TASK: Print the lines below, starting with the first one and going on through the line that contains "Mark the region of every instance of the front". Leave out the pictures.

LISTING:
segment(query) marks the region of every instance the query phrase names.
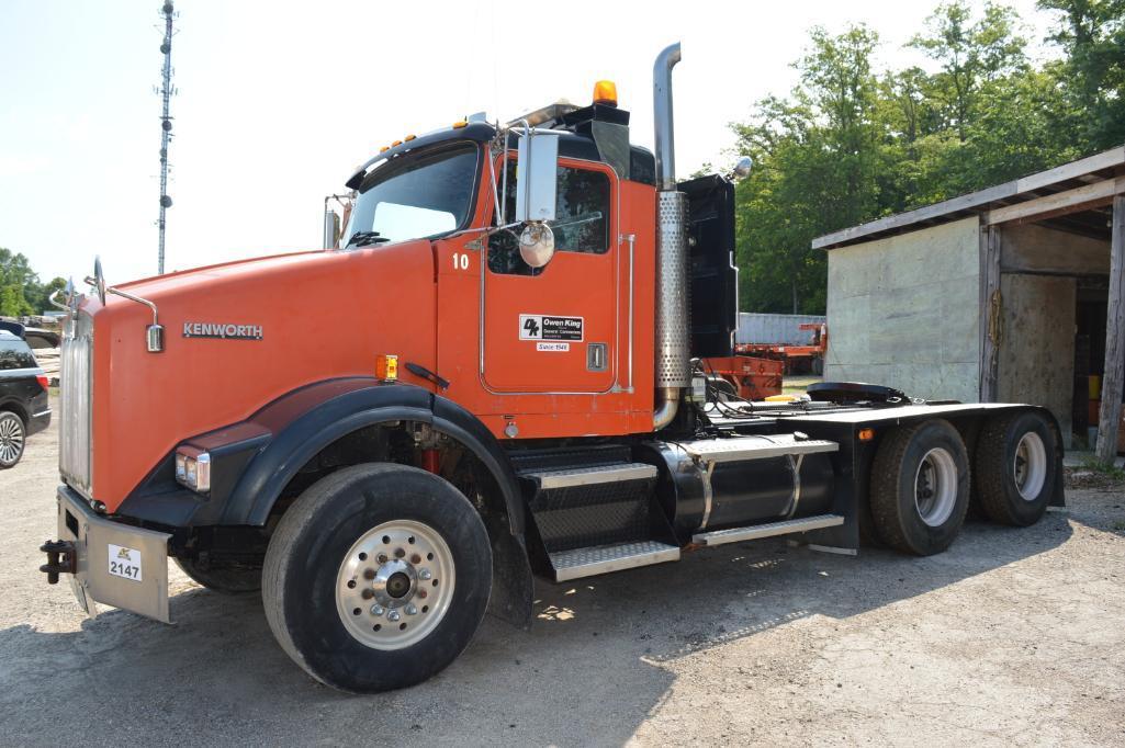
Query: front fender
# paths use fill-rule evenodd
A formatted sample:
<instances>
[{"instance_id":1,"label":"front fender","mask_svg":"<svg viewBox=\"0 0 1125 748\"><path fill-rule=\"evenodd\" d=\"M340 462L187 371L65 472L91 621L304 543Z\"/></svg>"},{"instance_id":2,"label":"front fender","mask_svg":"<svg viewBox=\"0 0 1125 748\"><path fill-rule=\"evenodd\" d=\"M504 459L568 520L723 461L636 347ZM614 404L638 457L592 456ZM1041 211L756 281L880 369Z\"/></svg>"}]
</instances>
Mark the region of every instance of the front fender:
<instances>
[{"instance_id":1,"label":"front fender","mask_svg":"<svg viewBox=\"0 0 1125 748\"><path fill-rule=\"evenodd\" d=\"M169 454L118 513L168 526L262 526L285 487L321 450L360 429L392 421L429 424L472 452L500 486L508 530L523 533L515 472L492 432L452 400L368 377L303 387L242 423L186 440L213 456L210 495L176 484L174 454Z\"/></svg>"}]
</instances>

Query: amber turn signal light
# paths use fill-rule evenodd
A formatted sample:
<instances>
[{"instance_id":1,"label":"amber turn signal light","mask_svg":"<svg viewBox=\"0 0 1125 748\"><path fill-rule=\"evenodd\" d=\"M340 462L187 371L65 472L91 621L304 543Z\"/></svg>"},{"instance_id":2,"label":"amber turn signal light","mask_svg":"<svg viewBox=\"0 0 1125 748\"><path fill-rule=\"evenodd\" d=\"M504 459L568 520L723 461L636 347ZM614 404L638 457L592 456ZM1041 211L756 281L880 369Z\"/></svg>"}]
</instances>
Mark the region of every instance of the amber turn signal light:
<instances>
[{"instance_id":1,"label":"amber turn signal light","mask_svg":"<svg viewBox=\"0 0 1125 748\"><path fill-rule=\"evenodd\" d=\"M618 106L618 84L613 81L597 81L594 83L594 103L604 103L611 107Z\"/></svg>"},{"instance_id":2,"label":"amber turn signal light","mask_svg":"<svg viewBox=\"0 0 1125 748\"><path fill-rule=\"evenodd\" d=\"M392 353L380 353L375 357L375 376L382 381L398 379L398 357Z\"/></svg>"}]
</instances>

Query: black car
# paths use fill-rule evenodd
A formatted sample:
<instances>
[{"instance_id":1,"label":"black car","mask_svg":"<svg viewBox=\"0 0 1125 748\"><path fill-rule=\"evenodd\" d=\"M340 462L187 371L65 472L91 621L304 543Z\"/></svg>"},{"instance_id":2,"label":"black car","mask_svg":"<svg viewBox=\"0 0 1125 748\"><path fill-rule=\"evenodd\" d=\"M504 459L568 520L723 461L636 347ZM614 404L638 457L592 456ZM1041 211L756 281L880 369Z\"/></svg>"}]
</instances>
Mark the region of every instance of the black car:
<instances>
[{"instance_id":1,"label":"black car","mask_svg":"<svg viewBox=\"0 0 1125 748\"><path fill-rule=\"evenodd\" d=\"M0 470L19 462L27 438L50 423L46 375L27 341L0 327Z\"/></svg>"}]
</instances>

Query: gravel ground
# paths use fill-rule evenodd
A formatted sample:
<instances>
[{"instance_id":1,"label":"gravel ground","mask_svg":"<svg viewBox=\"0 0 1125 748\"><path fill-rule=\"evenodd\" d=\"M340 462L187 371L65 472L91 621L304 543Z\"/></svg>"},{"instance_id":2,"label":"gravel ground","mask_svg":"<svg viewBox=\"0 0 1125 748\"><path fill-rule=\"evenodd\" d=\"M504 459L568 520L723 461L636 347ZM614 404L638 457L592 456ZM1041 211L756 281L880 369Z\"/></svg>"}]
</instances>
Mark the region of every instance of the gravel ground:
<instances>
[{"instance_id":1,"label":"gravel ground","mask_svg":"<svg viewBox=\"0 0 1125 748\"><path fill-rule=\"evenodd\" d=\"M448 670L348 696L273 642L254 598L173 571L172 627L86 620L46 585L56 433L0 472L4 745L1125 744L1125 492L1035 528L966 525L927 559L766 541L542 585Z\"/></svg>"}]
</instances>

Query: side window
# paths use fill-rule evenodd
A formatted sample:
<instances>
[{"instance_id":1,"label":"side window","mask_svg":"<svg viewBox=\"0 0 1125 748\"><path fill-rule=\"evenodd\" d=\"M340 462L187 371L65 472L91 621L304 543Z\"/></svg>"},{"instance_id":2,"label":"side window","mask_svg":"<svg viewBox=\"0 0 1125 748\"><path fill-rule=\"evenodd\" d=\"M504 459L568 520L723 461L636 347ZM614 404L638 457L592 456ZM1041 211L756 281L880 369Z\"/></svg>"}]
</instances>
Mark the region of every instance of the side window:
<instances>
[{"instance_id":1,"label":"side window","mask_svg":"<svg viewBox=\"0 0 1125 748\"><path fill-rule=\"evenodd\" d=\"M35 357L21 340L0 340L0 370L34 369Z\"/></svg>"},{"instance_id":2,"label":"side window","mask_svg":"<svg viewBox=\"0 0 1125 748\"><path fill-rule=\"evenodd\" d=\"M515 163L507 168L505 213L515 215ZM610 251L610 178L601 171L558 168L558 199L555 220L548 225L555 232L555 249L559 252L605 254ZM520 243L514 231L502 231L488 240L488 269L513 276L538 276L520 256Z\"/></svg>"}]
</instances>

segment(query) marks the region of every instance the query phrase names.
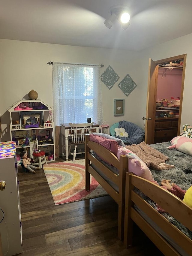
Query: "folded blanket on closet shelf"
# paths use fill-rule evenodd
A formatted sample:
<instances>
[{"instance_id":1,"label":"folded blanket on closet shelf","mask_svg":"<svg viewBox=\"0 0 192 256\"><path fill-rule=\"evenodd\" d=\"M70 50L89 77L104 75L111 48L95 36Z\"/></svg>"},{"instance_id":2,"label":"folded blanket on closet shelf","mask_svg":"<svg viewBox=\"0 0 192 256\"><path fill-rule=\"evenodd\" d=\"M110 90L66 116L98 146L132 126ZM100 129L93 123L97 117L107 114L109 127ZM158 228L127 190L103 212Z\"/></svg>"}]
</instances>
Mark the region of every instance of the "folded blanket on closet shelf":
<instances>
[{"instance_id":1,"label":"folded blanket on closet shelf","mask_svg":"<svg viewBox=\"0 0 192 256\"><path fill-rule=\"evenodd\" d=\"M125 147L136 155L148 167L159 171L175 167L174 165L165 163L166 160L169 160L168 156L147 145L144 141L137 145L133 144Z\"/></svg>"}]
</instances>

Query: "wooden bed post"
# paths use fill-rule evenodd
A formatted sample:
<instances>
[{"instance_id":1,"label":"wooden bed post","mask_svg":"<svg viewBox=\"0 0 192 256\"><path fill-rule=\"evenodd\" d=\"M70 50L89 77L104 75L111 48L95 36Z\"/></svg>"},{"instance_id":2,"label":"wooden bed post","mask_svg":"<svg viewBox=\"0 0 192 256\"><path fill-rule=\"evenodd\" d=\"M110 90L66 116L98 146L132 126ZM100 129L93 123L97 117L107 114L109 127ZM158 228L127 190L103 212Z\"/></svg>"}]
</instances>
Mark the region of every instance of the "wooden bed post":
<instances>
[{"instance_id":1,"label":"wooden bed post","mask_svg":"<svg viewBox=\"0 0 192 256\"><path fill-rule=\"evenodd\" d=\"M134 186L131 184L131 174L130 173L126 173L124 243L126 248L132 246L133 243L133 221L131 218L130 212L133 204L131 201L131 190Z\"/></svg>"},{"instance_id":2,"label":"wooden bed post","mask_svg":"<svg viewBox=\"0 0 192 256\"><path fill-rule=\"evenodd\" d=\"M125 177L126 173L128 170L128 159L125 155L120 155L120 169L119 175L119 203L118 220L118 237L119 239L123 240L124 221L125 211Z\"/></svg>"},{"instance_id":3,"label":"wooden bed post","mask_svg":"<svg viewBox=\"0 0 192 256\"><path fill-rule=\"evenodd\" d=\"M88 169L88 165L90 164L90 161L87 158L87 154L90 151L90 149L88 147L87 145L87 141L89 140L89 135L88 134L85 134L85 188L86 191L89 191L90 190L90 174L87 170Z\"/></svg>"}]
</instances>

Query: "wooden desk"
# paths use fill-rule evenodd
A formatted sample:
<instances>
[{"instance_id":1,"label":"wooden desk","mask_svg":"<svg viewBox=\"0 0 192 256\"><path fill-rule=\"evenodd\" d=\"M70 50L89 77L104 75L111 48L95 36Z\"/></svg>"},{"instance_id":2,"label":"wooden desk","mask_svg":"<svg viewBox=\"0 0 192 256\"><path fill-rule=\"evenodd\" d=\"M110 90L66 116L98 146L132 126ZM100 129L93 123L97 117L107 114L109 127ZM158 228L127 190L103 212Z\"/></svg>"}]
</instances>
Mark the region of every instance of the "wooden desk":
<instances>
[{"instance_id":1,"label":"wooden desk","mask_svg":"<svg viewBox=\"0 0 192 256\"><path fill-rule=\"evenodd\" d=\"M66 156L66 161L68 161L68 137L69 137L71 134L70 131L71 127L69 125L69 124L61 124L61 132L62 134L61 143L62 146L62 155L63 156L64 155L63 153L63 149L64 149L65 150L65 156ZM93 124L92 129L92 132L98 133L99 125L98 124ZM64 141L65 142L65 146L64 145Z\"/></svg>"}]
</instances>

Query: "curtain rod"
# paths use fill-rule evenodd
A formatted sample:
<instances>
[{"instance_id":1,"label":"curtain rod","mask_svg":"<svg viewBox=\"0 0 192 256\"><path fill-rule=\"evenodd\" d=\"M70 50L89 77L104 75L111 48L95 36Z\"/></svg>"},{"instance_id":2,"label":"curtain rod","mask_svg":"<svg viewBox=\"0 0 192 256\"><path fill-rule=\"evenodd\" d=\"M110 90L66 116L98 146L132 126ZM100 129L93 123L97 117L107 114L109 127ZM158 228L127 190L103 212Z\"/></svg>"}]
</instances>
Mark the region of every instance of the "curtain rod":
<instances>
[{"instance_id":1,"label":"curtain rod","mask_svg":"<svg viewBox=\"0 0 192 256\"><path fill-rule=\"evenodd\" d=\"M48 64L49 65L53 65L53 62L50 61L49 62L48 62L47 63L47 64ZM67 64L68 65L86 65L86 66L98 66L98 65L92 65L91 64L73 64L71 63L64 63L63 64ZM103 65L102 64L101 64L100 65L100 68L103 68L103 67L104 66L104 65Z\"/></svg>"}]
</instances>

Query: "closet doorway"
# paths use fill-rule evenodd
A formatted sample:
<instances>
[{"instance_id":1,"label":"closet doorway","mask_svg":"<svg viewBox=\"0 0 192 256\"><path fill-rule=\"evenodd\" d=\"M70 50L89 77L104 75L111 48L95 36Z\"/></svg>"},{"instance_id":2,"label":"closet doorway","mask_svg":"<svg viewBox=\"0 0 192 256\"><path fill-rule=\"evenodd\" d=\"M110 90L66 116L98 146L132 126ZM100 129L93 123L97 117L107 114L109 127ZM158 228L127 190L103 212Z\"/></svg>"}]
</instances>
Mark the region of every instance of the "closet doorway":
<instances>
[{"instance_id":1,"label":"closet doorway","mask_svg":"<svg viewBox=\"0 0 192 256\"><path fill-rule=\"evenodd\" d=\"M155 61L154 61L151 58L149 59L146 115L145 117L145 141L147 144L170 141L170 138L172 138L175 136L179 135L186 57L187 54L185 54ZM180 62L181 63L178 63L179 62L178 61ZM158 111L156 108L157 100L158 101L158 100L157 99L158 92L158 94L160 93L159 90L158 90L158 76L160 67L163 66L165 66L165 67L162 68L162 69L164 70L165 71L161 75L162 79L164 78L164 75L165 77L166 75L166 73L167 75L168 74L167 72L168 71L166 71L167 69L170 71L173 70L173 68L182 68L182 72L181 86L179 89L180 96L178 95L175 96L175 98L172 99L172 102L170 102L171 99L168 98L170 98L170 92L169 97L167 96L167 104L169 103L169 105L171 105L173 104L173 107L172 107L171 109L171 107L169 108L168 105L167 107L165 107L166 105L164 104L164 103L163 104L161 102L160 103L161 105L160 107L162 108L162 111L160 109L158 109ZM160 68L161 69L161 68ZM162 72L162 70L161 72ZM175 90L173 90L172 92L173 96L174 96L176 93ZM166 93L165 92L165 96L164 97L165 99L166 100L165 102L166 101ZM162 94L160 93L159 95L162 95ZM180 99L179 106L178 106L177 107L175 104L178 104L178 102L176 103L177 102L175 100L178 97L179 97ZM159 101L161 101L161 99ZM177 99L178 100L178 99ZM163 117L162 113L164 112L165 113L165 114ZM173 114L170 114L172 112L173 113ZM162 114L160 116L160 113ZM173 116L170 115L172 114L173 114ZM169 116L168 115L170 115ZM171 117L169 117L170 116L171 116ZM173 118L174 117L174 118Z\"/></svg>"}]
</instances>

FULL SOLUTION:
segment(query) marks the region of every instance the query phrase names.
Query: front fender
# paths use fill-rule evenodd
A formatted sample:
<instances>
[{"instance_id":1,"label":"front fender","mask_svg":"<svg viewBox=\"0 0 1125 748\"><path fill-rule=\"evenodd\" d=\"M340 462L187 371L65 472L91 621L304 543Z\"/></svg>"},{"instance_id":2,"label":"front fender","mask_svg":"<svg viewBox=\"0 0 1125 748\"><path fill-rule=\"evenodd\" d=\"M504 459L568 520L723 461L636 347ZM614 404L638 457L592 456ZM1041 211L756 281L880 369Z\"/></svg>"}]
</instances>
Mark the region of every instance of the front fender:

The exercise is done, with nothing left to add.